In how many of the rows below does the string "soil" appear? Count them and reply with the number alone.

--- start SOURCE MATERIAL ---

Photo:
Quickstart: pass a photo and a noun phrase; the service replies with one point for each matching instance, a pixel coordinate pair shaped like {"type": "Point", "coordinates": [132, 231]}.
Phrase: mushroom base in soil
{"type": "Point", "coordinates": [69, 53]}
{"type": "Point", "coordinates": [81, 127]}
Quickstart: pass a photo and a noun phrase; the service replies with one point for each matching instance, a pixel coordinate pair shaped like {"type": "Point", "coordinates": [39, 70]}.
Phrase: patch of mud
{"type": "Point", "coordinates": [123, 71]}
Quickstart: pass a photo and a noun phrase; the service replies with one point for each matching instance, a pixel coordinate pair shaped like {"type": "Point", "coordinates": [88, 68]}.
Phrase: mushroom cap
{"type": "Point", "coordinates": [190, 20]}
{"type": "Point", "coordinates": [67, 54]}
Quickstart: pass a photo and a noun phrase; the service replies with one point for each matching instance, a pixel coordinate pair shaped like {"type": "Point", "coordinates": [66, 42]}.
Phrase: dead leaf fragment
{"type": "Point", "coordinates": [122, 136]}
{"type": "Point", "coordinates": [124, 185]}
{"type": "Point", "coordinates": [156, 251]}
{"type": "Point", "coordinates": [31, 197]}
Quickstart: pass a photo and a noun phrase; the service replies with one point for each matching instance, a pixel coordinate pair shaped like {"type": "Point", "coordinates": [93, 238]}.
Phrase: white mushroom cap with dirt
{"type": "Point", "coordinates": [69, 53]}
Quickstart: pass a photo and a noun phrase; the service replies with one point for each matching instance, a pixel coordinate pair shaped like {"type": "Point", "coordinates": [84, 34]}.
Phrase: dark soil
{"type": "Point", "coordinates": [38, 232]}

--- end SOURCE MATERIAL ---
--- start SOURCE MATERIAL ---

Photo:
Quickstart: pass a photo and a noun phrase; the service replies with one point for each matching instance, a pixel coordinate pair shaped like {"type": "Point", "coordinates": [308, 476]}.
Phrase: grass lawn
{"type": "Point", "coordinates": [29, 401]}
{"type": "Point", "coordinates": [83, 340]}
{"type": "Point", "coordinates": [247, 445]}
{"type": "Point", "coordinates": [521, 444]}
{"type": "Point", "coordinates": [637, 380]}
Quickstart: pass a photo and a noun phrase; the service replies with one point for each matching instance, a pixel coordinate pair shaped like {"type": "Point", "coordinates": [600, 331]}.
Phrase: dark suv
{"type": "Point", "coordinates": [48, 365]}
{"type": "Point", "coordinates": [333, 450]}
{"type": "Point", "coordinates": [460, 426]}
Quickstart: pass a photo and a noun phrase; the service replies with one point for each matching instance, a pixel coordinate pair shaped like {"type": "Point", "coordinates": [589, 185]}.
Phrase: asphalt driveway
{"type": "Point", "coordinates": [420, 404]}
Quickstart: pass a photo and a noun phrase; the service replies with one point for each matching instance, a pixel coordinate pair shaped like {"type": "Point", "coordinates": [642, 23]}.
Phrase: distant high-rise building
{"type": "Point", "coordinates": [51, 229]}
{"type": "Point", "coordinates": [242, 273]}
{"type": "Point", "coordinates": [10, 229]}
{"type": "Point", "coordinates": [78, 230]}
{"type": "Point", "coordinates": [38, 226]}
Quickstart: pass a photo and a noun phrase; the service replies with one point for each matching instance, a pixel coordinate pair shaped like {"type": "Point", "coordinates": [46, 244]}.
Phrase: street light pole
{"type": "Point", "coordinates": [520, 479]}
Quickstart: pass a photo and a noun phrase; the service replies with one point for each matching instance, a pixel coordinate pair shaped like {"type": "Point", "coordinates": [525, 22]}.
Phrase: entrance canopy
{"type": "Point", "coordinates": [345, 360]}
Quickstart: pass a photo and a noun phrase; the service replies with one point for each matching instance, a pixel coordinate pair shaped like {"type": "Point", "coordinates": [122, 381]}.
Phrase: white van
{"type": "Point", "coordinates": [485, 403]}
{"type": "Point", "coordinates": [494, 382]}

--- end SOURCE MATERIAL ---

RESPONSE BELOW
2